A block of data
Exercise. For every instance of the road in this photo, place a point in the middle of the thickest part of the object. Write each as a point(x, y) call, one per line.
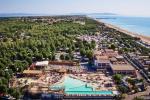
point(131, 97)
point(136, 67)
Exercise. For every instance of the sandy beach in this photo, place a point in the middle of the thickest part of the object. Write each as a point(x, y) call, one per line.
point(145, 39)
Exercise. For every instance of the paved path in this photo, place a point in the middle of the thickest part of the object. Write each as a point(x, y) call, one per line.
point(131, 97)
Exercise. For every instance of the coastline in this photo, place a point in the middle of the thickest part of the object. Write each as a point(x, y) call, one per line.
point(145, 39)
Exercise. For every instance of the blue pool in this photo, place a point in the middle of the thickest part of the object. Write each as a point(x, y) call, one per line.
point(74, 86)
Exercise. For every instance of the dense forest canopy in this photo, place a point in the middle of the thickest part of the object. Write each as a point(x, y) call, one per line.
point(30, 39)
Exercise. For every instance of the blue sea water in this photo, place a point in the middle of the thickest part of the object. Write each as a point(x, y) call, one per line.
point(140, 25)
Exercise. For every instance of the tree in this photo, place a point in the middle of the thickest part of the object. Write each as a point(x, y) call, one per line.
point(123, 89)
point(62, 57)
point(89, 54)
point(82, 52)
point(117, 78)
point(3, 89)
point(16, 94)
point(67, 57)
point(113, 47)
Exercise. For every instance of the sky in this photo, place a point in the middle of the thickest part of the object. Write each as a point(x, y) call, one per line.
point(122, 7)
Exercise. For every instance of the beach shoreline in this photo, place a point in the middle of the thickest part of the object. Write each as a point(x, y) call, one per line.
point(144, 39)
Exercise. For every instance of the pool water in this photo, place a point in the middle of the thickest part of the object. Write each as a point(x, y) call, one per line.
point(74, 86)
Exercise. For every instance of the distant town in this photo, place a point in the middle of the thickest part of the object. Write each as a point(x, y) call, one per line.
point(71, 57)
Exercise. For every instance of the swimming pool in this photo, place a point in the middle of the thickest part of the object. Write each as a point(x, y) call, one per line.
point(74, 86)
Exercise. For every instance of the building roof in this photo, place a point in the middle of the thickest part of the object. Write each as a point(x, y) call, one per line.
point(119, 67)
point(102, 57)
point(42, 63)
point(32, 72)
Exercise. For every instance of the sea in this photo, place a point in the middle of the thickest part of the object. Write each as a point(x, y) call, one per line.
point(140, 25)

...

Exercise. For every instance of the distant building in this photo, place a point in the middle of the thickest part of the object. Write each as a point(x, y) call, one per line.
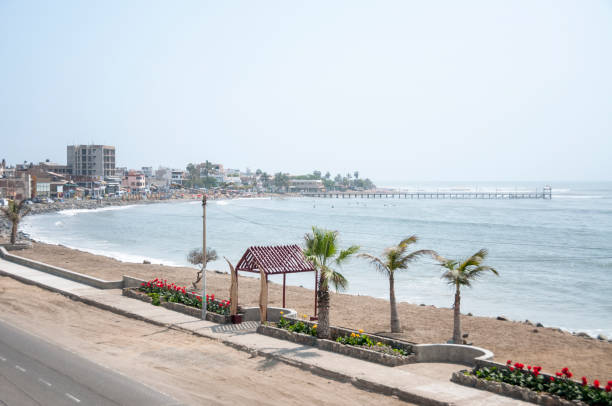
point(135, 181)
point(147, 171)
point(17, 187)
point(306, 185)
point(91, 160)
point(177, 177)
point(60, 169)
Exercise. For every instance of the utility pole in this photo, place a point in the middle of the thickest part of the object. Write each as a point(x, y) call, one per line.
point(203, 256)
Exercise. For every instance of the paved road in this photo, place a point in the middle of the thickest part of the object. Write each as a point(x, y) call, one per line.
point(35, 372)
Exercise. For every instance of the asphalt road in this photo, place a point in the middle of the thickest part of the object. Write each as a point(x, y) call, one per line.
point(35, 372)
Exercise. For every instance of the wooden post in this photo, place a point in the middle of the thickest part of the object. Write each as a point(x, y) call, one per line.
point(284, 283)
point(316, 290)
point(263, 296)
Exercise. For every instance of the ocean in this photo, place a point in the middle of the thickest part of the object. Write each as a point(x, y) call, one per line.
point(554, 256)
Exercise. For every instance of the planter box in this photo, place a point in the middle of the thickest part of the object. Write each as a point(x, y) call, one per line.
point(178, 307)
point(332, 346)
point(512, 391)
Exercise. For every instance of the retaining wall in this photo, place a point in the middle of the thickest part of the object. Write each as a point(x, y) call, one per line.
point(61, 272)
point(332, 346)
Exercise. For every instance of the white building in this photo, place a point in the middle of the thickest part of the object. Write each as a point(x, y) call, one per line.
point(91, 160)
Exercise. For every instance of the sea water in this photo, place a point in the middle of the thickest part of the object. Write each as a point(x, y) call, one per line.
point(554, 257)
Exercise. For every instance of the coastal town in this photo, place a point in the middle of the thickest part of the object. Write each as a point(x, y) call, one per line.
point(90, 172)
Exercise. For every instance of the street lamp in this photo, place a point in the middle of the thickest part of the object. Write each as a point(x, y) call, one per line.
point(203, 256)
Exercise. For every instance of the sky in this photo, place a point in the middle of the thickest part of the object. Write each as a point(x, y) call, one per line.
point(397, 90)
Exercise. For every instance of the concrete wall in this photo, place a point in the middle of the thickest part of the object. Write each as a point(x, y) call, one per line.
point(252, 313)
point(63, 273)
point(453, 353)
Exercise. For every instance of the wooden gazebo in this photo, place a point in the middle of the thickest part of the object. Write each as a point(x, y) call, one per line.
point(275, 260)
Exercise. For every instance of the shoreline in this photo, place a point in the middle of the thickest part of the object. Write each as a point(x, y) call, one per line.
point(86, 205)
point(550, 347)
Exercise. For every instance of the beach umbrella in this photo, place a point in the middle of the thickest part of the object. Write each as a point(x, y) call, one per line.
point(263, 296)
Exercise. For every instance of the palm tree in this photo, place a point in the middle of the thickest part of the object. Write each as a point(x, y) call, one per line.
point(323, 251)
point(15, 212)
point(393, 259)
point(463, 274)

▶ Exercise directions
Rewrite the entries from the line with "Exercise. For every instance of the coastal" through the line with "point(397, 90)", both included, as a JSON list of strings with one string per line and blank lines left out.

▶ In response
[
  "Exercise. For every instance of the coastal town in this photo, place a point in the middle of the thickest part of the object. Write each as a point(x, y) call, one per line.",
  "point(90, 172)",
  "Exercise. For every instance of the street lamp in this photo, place a point in the middle of the thickest part of the object. Write each as a point(x, y) call, one per line.",
  "point(203, 256)",
  "Exercise. For every instance of the sky in this photo, place a point in the middle of the thickest part of the object. Write each as a point(x, y) call, one per line.",
  "point(397, 90)"
]